* [Data to use]:
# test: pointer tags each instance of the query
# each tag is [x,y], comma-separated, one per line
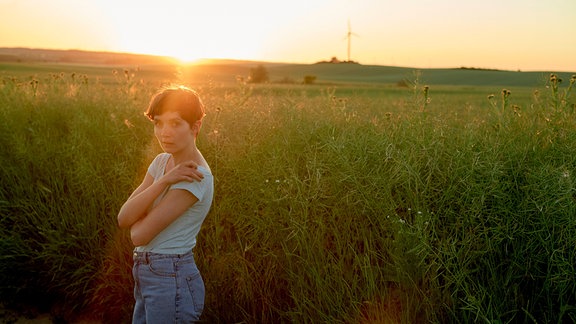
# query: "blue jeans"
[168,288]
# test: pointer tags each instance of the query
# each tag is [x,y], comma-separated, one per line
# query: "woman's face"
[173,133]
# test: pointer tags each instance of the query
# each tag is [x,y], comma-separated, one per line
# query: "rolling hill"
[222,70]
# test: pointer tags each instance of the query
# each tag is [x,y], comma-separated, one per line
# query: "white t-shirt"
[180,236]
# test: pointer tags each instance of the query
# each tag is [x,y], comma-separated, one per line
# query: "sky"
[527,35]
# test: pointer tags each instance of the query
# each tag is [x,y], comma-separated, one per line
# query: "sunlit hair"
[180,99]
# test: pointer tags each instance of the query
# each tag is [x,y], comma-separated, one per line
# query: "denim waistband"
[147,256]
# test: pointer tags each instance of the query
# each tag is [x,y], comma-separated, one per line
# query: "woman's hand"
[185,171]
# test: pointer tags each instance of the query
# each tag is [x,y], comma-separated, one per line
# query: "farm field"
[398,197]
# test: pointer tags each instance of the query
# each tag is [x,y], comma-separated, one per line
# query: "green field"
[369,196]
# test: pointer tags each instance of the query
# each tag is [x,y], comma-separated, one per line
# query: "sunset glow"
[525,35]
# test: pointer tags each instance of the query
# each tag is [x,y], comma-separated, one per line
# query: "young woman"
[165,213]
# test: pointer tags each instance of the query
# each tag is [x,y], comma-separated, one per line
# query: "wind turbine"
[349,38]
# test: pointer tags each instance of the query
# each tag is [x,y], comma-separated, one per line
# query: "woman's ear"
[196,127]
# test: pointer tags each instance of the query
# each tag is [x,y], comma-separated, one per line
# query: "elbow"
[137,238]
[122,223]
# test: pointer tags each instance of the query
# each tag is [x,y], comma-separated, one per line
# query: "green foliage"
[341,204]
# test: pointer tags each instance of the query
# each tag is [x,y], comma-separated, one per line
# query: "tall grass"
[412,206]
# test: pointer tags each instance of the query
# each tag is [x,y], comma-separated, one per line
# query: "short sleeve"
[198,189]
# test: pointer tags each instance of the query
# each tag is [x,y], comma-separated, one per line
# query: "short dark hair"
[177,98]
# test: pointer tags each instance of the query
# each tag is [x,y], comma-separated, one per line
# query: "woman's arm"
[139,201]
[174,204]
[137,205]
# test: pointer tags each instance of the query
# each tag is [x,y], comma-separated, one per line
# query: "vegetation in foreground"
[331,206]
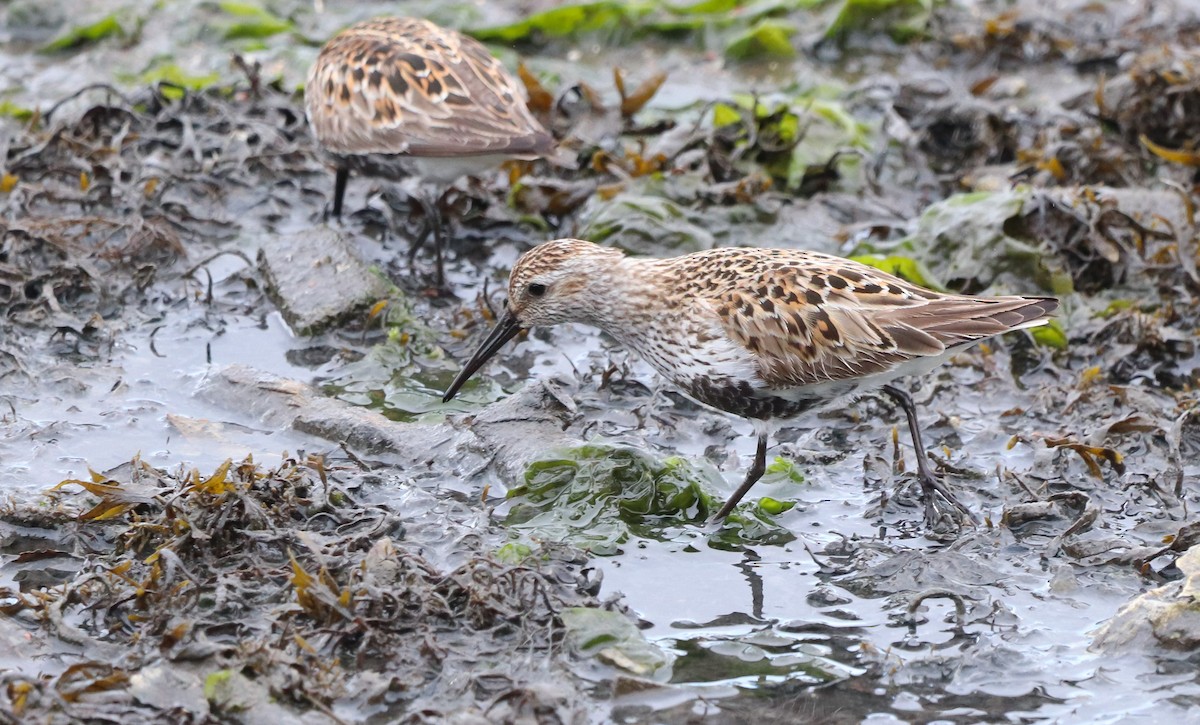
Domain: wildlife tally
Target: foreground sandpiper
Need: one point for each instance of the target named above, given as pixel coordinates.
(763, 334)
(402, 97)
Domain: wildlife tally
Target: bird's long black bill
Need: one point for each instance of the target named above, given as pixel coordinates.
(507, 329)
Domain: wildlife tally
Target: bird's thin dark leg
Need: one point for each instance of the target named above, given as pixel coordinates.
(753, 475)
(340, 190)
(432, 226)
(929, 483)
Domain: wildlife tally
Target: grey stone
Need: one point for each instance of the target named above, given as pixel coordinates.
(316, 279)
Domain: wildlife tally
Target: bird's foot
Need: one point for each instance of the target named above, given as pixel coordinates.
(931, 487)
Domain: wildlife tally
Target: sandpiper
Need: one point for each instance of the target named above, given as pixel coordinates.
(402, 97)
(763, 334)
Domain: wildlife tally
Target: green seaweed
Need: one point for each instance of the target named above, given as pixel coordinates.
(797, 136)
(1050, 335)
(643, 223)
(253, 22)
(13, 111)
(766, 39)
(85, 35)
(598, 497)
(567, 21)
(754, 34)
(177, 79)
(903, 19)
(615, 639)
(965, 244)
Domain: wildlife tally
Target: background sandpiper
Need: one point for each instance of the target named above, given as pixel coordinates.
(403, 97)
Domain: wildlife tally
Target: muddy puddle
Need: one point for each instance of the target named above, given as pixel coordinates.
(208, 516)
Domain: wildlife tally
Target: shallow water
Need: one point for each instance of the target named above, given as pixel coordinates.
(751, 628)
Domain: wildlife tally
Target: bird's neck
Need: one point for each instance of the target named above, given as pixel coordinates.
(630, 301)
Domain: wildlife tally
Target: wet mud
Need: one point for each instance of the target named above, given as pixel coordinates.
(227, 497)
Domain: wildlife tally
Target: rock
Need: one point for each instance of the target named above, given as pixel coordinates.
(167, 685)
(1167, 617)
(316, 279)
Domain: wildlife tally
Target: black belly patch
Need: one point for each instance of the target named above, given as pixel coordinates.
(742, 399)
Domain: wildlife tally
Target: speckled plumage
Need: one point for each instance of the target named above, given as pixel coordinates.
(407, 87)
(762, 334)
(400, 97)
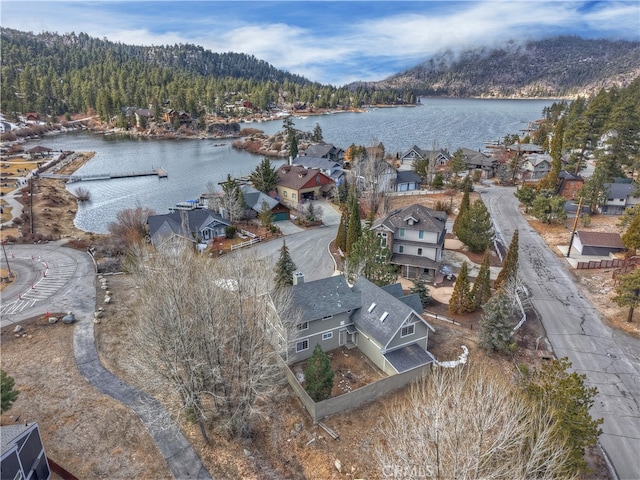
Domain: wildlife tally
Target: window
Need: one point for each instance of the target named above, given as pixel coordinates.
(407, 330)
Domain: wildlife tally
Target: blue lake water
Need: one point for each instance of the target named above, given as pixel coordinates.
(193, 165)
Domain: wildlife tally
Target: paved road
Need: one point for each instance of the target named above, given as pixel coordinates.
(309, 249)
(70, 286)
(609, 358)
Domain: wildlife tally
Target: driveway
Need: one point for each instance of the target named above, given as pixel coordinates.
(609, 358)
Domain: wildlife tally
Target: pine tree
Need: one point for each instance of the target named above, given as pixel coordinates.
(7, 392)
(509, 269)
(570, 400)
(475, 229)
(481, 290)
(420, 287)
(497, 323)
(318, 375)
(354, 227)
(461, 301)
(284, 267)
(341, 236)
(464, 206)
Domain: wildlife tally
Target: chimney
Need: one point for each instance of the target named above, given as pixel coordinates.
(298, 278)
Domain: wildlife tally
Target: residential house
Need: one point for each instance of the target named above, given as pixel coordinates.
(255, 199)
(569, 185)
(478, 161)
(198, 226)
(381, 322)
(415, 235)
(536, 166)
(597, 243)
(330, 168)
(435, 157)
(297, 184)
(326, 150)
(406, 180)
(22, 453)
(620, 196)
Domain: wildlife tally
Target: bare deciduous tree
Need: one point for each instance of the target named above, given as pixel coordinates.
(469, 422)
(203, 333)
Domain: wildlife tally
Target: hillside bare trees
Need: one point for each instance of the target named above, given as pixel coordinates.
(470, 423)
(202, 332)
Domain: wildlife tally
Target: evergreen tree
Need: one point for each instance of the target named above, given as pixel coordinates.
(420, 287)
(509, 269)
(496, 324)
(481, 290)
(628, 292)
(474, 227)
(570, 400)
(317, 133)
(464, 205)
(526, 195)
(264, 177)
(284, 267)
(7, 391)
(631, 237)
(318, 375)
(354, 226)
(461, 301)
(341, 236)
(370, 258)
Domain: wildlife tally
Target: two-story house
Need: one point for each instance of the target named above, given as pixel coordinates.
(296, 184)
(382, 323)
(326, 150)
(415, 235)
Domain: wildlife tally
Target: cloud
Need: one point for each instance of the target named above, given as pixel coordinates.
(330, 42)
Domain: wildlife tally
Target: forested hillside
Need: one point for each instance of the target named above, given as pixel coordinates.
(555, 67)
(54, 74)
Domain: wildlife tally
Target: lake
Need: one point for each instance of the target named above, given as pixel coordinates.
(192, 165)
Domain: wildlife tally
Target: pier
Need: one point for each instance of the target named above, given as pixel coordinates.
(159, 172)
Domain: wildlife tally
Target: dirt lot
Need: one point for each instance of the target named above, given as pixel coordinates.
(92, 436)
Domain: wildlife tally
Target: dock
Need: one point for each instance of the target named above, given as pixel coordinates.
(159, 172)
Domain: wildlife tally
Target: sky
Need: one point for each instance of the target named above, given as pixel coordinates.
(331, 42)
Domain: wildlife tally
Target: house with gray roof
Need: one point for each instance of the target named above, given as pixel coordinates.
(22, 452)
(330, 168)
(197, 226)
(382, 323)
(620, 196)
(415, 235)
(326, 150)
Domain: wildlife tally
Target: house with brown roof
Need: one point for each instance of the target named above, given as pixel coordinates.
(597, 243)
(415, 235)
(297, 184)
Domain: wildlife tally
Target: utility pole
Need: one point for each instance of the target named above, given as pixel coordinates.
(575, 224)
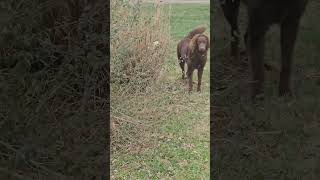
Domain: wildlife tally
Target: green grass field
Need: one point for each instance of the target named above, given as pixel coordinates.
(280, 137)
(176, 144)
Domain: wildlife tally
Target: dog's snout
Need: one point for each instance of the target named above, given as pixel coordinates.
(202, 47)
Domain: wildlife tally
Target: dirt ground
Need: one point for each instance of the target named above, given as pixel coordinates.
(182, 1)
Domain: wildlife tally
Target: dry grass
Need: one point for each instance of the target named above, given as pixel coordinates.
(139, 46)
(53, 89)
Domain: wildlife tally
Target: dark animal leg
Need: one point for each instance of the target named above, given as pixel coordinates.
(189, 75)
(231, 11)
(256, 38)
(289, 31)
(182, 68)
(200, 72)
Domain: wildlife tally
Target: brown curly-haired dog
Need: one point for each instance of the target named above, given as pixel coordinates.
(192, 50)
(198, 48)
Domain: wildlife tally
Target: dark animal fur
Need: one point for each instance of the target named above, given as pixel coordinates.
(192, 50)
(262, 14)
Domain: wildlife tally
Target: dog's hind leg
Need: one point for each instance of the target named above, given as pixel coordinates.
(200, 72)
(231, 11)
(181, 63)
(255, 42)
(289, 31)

* [What needs to be done]:
In the data above, how many lines hold the word "roof"? Give only the number.

* [Expected output]:
2